** Supplied information **
^^^^^^^^^^^^^^^^
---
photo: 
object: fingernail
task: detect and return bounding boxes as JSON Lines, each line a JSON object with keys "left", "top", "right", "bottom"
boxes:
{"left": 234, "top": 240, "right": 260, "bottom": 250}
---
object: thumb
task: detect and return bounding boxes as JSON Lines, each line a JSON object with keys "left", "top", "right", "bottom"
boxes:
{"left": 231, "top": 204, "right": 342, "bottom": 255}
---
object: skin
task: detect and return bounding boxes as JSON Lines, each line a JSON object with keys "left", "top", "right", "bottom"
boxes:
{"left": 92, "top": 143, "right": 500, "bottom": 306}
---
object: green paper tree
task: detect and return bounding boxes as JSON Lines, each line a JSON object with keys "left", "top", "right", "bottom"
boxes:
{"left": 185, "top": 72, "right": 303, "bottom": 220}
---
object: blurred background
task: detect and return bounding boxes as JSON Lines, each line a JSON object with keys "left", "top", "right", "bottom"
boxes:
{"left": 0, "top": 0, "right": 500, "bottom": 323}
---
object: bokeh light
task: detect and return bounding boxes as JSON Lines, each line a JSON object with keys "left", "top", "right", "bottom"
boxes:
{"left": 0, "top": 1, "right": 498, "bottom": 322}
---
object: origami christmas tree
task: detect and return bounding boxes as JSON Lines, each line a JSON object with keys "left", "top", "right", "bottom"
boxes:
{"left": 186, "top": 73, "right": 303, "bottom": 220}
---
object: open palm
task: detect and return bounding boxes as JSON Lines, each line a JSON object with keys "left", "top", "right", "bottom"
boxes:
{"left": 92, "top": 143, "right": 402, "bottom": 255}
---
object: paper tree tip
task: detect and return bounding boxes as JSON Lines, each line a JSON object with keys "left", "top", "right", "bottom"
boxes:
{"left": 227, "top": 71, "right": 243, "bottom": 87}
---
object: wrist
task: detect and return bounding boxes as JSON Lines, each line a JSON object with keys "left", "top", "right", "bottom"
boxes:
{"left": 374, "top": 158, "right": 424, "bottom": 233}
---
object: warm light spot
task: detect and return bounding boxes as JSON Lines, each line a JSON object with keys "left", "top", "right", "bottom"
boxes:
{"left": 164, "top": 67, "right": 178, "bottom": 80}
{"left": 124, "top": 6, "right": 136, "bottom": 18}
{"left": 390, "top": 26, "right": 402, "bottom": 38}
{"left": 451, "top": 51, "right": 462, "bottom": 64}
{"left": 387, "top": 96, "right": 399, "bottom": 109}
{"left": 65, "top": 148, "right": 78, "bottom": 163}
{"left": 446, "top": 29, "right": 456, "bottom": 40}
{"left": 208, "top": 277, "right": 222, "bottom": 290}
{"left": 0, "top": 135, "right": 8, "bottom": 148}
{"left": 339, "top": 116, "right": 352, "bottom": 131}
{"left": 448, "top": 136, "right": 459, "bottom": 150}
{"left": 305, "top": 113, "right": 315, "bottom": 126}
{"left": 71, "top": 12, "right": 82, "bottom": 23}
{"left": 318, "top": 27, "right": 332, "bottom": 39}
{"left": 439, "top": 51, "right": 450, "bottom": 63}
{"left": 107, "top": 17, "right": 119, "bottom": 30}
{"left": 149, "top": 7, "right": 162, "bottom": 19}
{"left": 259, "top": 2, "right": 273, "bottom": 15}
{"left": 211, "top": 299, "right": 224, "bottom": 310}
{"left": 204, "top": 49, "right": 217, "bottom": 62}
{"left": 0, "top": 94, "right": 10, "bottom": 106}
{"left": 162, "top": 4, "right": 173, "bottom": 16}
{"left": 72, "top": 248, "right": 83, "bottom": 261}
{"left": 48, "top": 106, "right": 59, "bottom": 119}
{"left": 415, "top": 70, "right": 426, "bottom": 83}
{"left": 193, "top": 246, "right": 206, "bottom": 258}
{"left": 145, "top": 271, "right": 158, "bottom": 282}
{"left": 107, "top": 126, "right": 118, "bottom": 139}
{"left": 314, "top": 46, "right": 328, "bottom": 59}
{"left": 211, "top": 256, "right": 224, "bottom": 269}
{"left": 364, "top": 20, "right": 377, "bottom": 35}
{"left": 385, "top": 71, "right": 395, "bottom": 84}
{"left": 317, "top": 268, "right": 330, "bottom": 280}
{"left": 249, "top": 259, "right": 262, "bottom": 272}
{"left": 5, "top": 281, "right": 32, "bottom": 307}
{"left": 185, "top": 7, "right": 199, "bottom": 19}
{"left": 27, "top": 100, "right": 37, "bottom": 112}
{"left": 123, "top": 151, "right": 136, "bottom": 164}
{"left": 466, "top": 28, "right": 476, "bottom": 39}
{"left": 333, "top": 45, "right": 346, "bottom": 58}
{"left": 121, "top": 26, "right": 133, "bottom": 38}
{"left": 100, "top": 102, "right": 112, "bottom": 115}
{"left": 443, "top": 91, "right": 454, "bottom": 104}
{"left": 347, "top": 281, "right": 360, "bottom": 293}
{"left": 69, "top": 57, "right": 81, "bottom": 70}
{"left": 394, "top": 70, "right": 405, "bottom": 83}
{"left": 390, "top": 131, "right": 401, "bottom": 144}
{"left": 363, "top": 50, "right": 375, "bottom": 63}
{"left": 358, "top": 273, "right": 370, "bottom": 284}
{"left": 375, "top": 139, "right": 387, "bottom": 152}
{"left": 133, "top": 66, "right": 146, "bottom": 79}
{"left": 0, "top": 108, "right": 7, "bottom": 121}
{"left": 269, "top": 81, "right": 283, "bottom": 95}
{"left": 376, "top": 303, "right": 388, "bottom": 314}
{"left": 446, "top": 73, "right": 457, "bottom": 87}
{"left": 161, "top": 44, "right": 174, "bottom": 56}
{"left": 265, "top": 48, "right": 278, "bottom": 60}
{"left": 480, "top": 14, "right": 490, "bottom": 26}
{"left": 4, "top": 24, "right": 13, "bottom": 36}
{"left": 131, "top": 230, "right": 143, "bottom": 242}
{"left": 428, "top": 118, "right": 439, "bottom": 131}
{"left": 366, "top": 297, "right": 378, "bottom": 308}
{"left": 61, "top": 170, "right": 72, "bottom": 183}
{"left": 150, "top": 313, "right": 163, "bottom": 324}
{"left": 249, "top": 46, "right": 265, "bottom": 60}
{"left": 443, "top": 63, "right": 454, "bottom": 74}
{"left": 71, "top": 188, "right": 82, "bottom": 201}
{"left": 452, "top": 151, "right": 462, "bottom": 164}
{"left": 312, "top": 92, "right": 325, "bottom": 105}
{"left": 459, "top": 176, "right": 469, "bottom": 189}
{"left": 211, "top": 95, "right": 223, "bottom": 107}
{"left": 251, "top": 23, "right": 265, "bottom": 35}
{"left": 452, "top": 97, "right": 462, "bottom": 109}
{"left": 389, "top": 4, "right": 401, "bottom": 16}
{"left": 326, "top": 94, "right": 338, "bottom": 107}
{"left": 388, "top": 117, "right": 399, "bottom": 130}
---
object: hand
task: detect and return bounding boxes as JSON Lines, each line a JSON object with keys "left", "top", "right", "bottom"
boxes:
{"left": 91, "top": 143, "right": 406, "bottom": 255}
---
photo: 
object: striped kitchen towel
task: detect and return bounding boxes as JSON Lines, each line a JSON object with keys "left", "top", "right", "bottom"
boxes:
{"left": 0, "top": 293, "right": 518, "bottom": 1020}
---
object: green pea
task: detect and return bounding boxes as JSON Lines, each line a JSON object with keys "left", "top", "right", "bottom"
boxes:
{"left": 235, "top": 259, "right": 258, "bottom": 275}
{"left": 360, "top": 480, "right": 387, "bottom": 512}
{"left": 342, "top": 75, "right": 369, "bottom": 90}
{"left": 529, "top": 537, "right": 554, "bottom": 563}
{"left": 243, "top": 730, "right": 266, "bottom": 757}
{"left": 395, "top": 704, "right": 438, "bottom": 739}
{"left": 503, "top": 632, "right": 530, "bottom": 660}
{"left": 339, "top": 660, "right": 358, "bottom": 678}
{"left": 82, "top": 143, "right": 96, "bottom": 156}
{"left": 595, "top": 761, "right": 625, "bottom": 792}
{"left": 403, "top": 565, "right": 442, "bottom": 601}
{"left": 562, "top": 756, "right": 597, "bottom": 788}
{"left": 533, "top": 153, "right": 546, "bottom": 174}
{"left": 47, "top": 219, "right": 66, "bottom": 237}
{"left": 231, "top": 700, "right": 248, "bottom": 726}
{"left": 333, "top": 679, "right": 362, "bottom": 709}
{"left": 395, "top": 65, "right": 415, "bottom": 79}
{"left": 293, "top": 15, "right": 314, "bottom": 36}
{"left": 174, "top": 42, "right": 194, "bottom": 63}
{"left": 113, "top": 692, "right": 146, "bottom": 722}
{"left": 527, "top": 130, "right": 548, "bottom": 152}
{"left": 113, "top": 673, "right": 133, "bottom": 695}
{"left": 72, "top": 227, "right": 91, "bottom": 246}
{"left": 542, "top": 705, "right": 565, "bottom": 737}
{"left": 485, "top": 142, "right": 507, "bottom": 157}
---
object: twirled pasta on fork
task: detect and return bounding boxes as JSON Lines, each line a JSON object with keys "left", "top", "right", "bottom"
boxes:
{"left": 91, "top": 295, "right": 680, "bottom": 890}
^^^^^^^^^^^^^^^^
** Problem to solve **
Which of the lines above include the word "light"? Copy each of them.

** Task result **
object: bokeh light
object: warm light spot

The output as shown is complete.